#### Задание 1:
Верните из текста о беспорядках во Франции дословный фрагмент от слов «В Нанте некто» до слов «жизнь подвергались опасности.» включительно.
#### Задание 2:
Что, согласно тексту о беспорядках во Франции, Геслен должен был обнаружить в доме, который его послали обыскать?

┌─ Текст

В Нанте некто Геслен, посланный толпой обыскать один дом на предмет обнаружения хлеба, ничего не нашел там; немедленно поднялась целая буря криков: «Он утайщик, он соучастник!» Толпа бросилась на него, он был ранен, почти изрублен. Ясно, что во Франции не было больше спокойствия: имущество и даже самая жизнь подвергались опасности.

Важнейшее право собственности было нарушено в тысяче мест, ему везде грозили, оно становилось ненадежно. Всюду интенданты и наместники просили помощи, доносили о бессилии объездной стражи, призывали регулярные войска. И в это время против недостаточной, разбросанной, колеблющейся правительственной власти подняли мятеж не только слепые ужасы неурожая, но и те злобные инстинкты, которым выгоден всякий беспорядок, и политические вожделения, с которых любое политическое потрясение срывает узду.

└─
┌─ Исходные данные

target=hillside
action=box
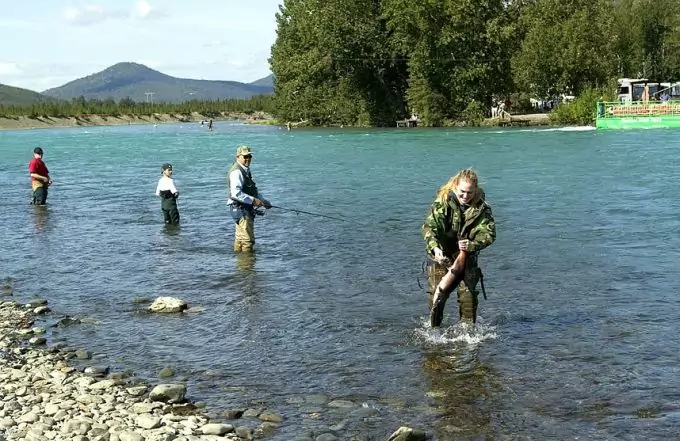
[43,63,273,103]
[249,74,274,88]
[0,84,52,106]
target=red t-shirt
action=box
[28,158,50,182]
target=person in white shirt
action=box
[156,163,179,225]
[227,145,272,253]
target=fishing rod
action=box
[270,205,349,222]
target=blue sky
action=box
[0,0,283,92]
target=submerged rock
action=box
[149,297,189,313]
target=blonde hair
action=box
[437,168,479,201]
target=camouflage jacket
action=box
[421,191,496,258]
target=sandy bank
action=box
[0,112,272,130]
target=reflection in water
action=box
[423,345,500,441]
[236,252,259,303]
[236,252,255,274]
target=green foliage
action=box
[461,101,488,125]
[0,95,274,118]
[269,0,680,126]
[548,87,613,126]
[0,84,52,106]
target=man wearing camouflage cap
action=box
[227,145,271,253]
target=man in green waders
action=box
[227,145,271,253]
[156,163,179,225]
[422,169,496,326]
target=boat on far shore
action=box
[595,78,680,129]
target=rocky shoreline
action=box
[0,286,426,441]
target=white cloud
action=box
[0,61,22,76]
[62,0,165,26]
[130,0,165,20]
[62,5,124,26]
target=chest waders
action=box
[427,201,482,327]
[227,162,259,253]
[159,190,179,225]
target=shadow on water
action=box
[423,347,500,441]
[419,323,503,441]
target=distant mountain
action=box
[43,63,274,103]
[0,84,54,106]
[249,74,274,88]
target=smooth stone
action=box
[137,414,161,430]
[243,409,262,418]
[235,426,253,439]
[75,349,92,360]
[258,412,283,423]
[118,430,144,441]
[328,400,356,407]
[125,386,147,397]
[200,423,234,436]
[158,367,175,378]
[148,297,189,313]
[149,384,187,403]
[224,409,245,420]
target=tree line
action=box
[269,0,680,126]
[0,95,274,118]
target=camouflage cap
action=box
[236,145,253,156]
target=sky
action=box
[0,0,283,92]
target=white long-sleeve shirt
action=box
[156,175,178,196]
[227,164,261,205]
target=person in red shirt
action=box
[28,147,52,205]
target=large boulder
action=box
[149,297,189,313]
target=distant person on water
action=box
[422,169,496,323]
[227,145,271,253]
[28,147,52,205]
[156,163,179,225]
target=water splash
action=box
[414,317,498,348]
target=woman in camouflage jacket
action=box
[422,169,496,323]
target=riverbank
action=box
[0,282,425,441]
[0,112,274,130]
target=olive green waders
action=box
[234,212,255,253]
[426,259,481,323]
[161,196,179,225]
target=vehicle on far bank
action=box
[595,78,680,129]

└─

#### Решение 1:
В Нанте некто Геслен, посланный толпой обыскать один дом на предмет обнаружения хлеба, ничего не нашел там; немедленно поднялась целая буря криков: «Он утайщик, он соучастник!» Толпа бросилась на него, он был ранен, почти изрублен. Ясно, что во Франции не было больше спокойствия: имущество и даже самая жизнь подвергались опасности.

#### Решение 2:
Хлеб.